### PROBLEM 1
In the text on work among lesbians and gay men, what share of total membership should each section aim for its lesbian and gay members to reach?
### PROBLEM 2
Name every issue that the text on work among lesbians and gay men gives in point 4 as being of particular concern to lesbians and gay men.
### PROBLEM 3
Pick up the text on work among lesbians and gay men after its final point and carry it forward.

4. Each section will take the necessary steps to consolidate and expand (or begin) its overall work among lesbians and gay men. Each section will determine possible work, including organizing working-class lesbians and gay men in their trade unions, workplaces, and communities around issues of particular concern to lesbians and gay men, such as management harassment, housing, health care, child custody, police harassment, fascist terror, racism and sexism in the lesbian and gay communities, lesbian/gay pride demonstrations, etc. Each section will consider its interventions in unions and in workers' parties and plan how to raise issues and support struggles of concern to lesbians and gay men. Each section will develop perspectives for work among lesbians and gay men in the lesbian and gay movements, in the women's movement, and in organizations of blacks and other minorities, with a focus on recruiting lesbian and gay comrades while winning sections, of these movements to a revolutionary working-class perspective. In all of its work among lesbians and gay men, each ITC section will raise transitional demands and other political issues to win lesbians and gay men to revolutionary politics.

In the trade unions, workers' parties, and other organizations of the workers and the oppressed, each section should raise democratic and transitional demands, taking as a starting point in developing these demands the program developed by the Revolutionary Workers League/US for its intervention in the Lesbian/Gay Coalition against Racism (LGCAR).

5. Each section will take responsibility for planning research on lesbian/gay issues; the history of lesbians and gay men in the trade union movement, the socialist movement, and the lesbian and gay movements; and the history and theory of lesbian and gay oppression. The leadership of each section will encourage and support this research and subsequent writing on these issues.

6. Each section will analyze its newspaper coverage of lesbian and gay oppression and work among lesbians and gay men and will take concrete steps to provide consistent coverage of issues regarding lesbians and gay men in its particular country and internationally.

7. Each section will look critically at its current recruitment of lesbians and gay men, especially working-class and minority lesbians and gay men, and will take concrete steps to recruit more lesbians and gay men over the course of the next time period. The goal of each section will be to raise its number of lesbian and gay members to at least 10 percent of the total membership.

### GIVEN RECORDS
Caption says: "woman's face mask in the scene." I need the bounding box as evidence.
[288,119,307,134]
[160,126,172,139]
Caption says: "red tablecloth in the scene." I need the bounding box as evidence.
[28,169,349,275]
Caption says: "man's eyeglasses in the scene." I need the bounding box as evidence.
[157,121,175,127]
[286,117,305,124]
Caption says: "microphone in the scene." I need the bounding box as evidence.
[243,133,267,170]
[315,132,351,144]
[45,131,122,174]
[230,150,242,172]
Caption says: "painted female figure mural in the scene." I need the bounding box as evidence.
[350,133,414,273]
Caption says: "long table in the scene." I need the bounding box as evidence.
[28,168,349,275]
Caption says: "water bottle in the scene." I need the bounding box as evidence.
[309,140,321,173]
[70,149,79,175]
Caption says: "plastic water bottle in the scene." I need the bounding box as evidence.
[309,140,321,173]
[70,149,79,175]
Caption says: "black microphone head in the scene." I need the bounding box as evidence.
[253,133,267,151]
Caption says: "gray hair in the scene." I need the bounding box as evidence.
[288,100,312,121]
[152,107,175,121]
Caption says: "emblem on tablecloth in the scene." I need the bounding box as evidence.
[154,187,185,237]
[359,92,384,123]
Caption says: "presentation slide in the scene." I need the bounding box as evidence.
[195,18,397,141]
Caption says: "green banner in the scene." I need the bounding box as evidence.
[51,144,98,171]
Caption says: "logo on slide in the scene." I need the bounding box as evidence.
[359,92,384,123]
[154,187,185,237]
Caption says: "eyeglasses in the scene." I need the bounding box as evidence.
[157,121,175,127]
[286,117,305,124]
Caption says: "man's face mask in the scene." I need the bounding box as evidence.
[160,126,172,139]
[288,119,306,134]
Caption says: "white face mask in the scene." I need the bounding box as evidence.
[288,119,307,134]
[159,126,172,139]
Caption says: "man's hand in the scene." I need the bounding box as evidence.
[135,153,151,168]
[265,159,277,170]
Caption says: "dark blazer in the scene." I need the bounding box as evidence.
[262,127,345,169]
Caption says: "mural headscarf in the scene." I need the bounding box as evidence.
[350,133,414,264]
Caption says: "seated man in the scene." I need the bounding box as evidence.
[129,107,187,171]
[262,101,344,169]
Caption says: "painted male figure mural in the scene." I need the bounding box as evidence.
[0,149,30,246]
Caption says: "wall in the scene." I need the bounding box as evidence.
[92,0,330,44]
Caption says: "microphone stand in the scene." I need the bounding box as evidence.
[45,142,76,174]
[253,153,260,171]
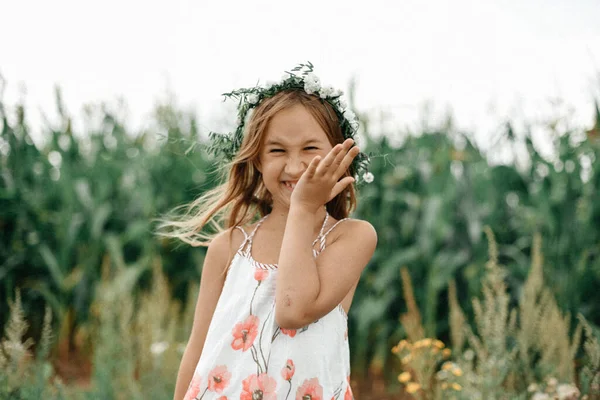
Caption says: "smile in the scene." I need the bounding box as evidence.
[283,181,297,190]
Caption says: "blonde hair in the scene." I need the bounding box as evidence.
[158,90,356,246]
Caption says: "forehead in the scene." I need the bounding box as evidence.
[263,104,329,145]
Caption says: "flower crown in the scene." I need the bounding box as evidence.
[208,62,373,184]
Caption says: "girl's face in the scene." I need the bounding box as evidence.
[259,104,333,211]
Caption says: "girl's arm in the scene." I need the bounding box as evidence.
[275,139,377,329]
[173,229,242,400]
[275,208,377,329]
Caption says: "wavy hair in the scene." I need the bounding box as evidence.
[158,90,356,246]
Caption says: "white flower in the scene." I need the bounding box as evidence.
[363,172,375,183]
[548,377,558,386]
[246,93,258,104]
[262,81,277,90]
[150,342,169,356]
[304,72,321,94]
[321,85,335,99]
[331,89,344,97]
[527,383,538,392]
[344,109,356,122]
[531,392,550,400]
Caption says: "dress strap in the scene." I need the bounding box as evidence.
[235,225,250,251]
[236,214,269,253]
[313,217,350,258]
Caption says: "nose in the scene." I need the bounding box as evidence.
[284,156,308,178]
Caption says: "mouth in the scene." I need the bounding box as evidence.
[282,181,298,190]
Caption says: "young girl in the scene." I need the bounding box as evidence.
[168,64,377,400]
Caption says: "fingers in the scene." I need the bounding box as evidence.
[328,176,355,201]
[335,146,360,177]
[316,139,358,178]
[304,156,321,178]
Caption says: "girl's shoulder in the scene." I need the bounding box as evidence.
[208,227,247,256]
[324,218,377,243]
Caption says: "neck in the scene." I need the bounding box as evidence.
[267,207,327,233]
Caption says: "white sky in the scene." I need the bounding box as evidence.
[0,0,600,155]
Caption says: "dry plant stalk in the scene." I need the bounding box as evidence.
[400,267,425,342]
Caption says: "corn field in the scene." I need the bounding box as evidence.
[0,83,600,398]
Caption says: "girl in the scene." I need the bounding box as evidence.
[163,64,377,400]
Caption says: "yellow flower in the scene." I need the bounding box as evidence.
[398,372,410,383]
[415,338,431,348]
[406,382,421,394]
[442,361,454,371]
[392,340,410,354]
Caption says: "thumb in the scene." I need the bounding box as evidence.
[329,176,355,201]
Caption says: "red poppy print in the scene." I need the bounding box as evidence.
[183,374,202,400]
[344,386,354,400]
[208,365,231,393]
[296,378,323,400]
[231,315,258,351]
[281,328,296,337]
[281,360,296,381]
[254,268,269,282]
[240,373,277,400]
[344,375,354,400]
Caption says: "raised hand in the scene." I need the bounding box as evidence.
[291,139,360,211]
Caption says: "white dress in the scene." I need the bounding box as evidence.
[184,215,353,400]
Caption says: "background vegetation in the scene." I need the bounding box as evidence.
[0,78,600,399]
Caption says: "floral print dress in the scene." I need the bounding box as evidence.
[184,215,353,400]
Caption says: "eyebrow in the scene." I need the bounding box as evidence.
[265,138,320,146]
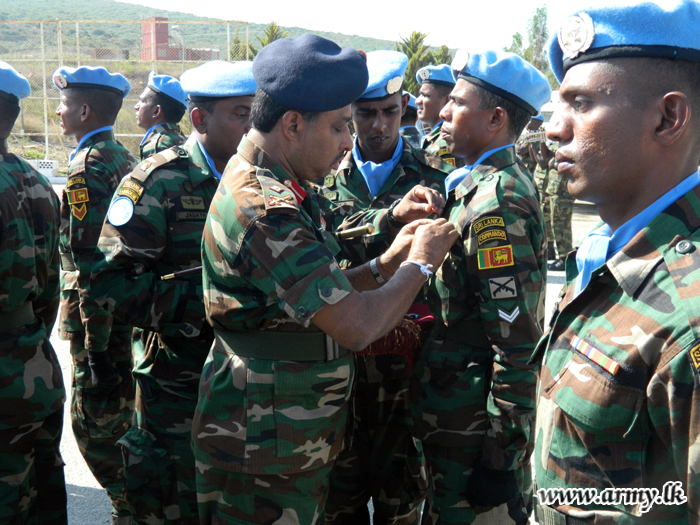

### RESULT 1
At least 10 percent of the total membership.

### RESULT 2
Management harassment, housing, health care, child custody, police harassment, fascist terror, racism and sexism in the lesbian and gay communities, and lesbian/gay pride demonstrations.

### RESULT 3
8. Each section will analyze its development of lesbian and gay-male leadership and will take the necessary steps to provide the political education, experience, and support necessary to develop lesbian and gay leaders, theoretically and practically, in work among lesbians and gay men and in all other aspects of their work.

9. Each section will take the necessary steps to provide political education on the oppression of lesbians and gay men for its comrades.

10. Sections in the neocolonial countries will intervene in the fight against imperialism to organize lesbians and gay men and to emphasize the importance of the lesbian/gay question, as well as the woman question, to national liberation and workers' revolution.

11. Each section will provide copies of its perspectives for work among lesbians and gay men, as outlined in this resolution, for all other ITC sections within one year after this resolution has been adopted.

12. Each section will exchange documents organizing materials, etc., on its work among lesbians and gay men with the other ITC sections.

13. The ITC will communicate with the International Gay Association (IGA), the International Lesbian Information Network (ILIN), and other international lesbian and gay organizations to begin to establish links with lesbians and gay men around the world.

The ITC will further develop guidelines for work among lesbians and gay men in Stalinist countries when sections from those countries become members of the ITC.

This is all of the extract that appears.